======== Data in this exercise
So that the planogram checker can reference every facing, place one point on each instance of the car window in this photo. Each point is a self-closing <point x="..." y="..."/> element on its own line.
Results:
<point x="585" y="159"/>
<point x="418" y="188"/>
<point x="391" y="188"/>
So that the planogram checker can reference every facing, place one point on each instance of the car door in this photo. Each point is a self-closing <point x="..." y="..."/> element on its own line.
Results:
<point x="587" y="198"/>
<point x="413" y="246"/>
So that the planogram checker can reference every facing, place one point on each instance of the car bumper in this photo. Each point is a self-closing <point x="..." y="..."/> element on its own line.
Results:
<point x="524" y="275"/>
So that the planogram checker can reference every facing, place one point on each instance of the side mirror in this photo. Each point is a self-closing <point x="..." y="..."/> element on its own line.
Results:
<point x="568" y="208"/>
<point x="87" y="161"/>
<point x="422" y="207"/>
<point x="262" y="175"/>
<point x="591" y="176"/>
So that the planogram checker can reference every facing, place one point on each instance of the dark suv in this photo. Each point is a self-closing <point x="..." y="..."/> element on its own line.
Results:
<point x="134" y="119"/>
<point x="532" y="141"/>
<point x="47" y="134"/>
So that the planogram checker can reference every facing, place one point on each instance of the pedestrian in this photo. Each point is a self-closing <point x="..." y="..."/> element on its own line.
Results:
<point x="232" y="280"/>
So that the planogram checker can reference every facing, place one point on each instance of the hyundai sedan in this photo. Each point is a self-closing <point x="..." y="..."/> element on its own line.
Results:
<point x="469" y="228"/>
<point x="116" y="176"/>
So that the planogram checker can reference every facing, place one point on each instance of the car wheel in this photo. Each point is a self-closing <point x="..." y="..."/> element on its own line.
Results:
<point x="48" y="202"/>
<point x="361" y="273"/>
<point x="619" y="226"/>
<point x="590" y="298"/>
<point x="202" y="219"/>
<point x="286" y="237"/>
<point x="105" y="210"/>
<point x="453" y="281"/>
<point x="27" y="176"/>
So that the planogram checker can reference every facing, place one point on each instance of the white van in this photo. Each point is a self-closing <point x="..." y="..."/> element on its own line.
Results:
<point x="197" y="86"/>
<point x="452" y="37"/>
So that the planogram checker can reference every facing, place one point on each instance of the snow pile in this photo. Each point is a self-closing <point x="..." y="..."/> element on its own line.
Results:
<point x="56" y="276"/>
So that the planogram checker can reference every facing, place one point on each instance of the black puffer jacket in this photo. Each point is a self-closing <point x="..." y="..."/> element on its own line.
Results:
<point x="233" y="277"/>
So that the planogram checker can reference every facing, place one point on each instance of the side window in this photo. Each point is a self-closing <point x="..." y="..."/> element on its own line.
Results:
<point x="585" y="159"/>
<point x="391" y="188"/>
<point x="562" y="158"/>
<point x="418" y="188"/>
================
======== Data in this exercise
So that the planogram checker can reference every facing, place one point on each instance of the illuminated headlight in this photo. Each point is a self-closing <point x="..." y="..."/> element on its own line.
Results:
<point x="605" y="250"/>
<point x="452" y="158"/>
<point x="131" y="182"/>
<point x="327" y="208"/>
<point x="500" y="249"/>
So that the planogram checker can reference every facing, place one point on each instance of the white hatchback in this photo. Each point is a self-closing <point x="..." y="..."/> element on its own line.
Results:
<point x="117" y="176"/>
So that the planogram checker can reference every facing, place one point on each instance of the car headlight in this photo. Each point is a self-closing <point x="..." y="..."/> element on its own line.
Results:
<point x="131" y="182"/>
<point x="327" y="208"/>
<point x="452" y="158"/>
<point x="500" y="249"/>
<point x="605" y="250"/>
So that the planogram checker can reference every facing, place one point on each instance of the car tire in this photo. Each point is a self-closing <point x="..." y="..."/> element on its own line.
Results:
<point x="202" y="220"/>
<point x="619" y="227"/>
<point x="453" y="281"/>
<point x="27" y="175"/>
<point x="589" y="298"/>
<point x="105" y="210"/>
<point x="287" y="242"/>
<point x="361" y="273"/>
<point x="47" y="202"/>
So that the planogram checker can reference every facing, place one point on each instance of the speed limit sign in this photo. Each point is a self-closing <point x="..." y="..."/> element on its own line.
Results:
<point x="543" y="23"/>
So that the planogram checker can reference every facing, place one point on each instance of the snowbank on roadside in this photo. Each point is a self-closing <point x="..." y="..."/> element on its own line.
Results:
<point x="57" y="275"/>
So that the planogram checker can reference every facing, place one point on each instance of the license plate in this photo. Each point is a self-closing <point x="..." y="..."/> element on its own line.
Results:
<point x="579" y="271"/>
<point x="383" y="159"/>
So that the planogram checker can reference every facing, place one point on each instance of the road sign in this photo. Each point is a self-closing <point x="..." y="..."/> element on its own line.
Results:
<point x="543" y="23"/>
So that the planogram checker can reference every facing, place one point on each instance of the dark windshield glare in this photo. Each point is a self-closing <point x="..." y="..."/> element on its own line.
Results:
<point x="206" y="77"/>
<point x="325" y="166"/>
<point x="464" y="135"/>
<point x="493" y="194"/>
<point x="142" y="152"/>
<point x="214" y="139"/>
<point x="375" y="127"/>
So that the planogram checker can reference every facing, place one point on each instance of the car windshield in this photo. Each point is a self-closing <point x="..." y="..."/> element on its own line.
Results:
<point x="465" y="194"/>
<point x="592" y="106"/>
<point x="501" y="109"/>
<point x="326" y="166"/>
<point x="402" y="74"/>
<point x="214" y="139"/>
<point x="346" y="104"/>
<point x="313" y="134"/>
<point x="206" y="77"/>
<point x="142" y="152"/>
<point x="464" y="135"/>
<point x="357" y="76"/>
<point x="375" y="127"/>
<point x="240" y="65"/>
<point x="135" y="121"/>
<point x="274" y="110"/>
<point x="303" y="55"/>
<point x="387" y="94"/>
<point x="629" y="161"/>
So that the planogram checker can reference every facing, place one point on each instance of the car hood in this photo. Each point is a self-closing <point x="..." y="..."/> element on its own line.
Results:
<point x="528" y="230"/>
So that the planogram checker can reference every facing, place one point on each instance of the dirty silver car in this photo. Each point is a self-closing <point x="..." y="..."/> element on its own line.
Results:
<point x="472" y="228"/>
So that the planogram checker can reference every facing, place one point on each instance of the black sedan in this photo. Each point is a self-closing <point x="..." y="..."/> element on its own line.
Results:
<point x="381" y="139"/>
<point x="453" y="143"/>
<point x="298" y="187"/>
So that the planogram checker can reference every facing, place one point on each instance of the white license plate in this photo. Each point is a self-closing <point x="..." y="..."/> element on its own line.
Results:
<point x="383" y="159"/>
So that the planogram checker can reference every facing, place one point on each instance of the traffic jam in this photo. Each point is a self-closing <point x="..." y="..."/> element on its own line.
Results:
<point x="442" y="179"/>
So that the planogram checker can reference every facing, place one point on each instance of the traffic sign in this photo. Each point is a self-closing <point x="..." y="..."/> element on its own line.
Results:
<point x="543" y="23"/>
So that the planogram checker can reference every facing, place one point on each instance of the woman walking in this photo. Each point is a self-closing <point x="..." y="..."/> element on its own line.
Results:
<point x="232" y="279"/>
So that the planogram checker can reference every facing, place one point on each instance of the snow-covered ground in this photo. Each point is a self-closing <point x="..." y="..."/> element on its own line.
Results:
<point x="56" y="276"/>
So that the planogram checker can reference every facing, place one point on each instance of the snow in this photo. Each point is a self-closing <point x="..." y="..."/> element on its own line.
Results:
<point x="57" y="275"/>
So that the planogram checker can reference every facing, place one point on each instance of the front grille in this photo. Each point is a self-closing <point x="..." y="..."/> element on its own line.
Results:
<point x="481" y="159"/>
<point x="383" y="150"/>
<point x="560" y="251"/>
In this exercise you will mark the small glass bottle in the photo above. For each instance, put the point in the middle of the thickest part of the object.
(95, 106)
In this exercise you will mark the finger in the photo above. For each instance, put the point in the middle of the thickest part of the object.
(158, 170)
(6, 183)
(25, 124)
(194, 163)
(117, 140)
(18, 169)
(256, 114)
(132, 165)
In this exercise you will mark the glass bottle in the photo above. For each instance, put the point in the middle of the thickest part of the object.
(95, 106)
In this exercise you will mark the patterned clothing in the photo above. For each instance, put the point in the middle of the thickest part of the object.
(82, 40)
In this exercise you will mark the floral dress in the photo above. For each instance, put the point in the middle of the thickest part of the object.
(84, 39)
================
Required work – Within the material above, the line with "of the snowbank" opens the range and the line with "of the license" closes it; reproduce that range word for word.

Reply –
So that the planogram checker can reference every facing, place one point on each instance of the snowbank on roadside in this photo. Each point is a self-closing <point x="..." y="..."/> element on its own line.
Results:
<point x="57" y="275"/>
So that the planogram checker can reference every facing, place one point on each instance of the license plate in this photo. Each point is a self-closing <point x="..." y="..."/> element on its own line.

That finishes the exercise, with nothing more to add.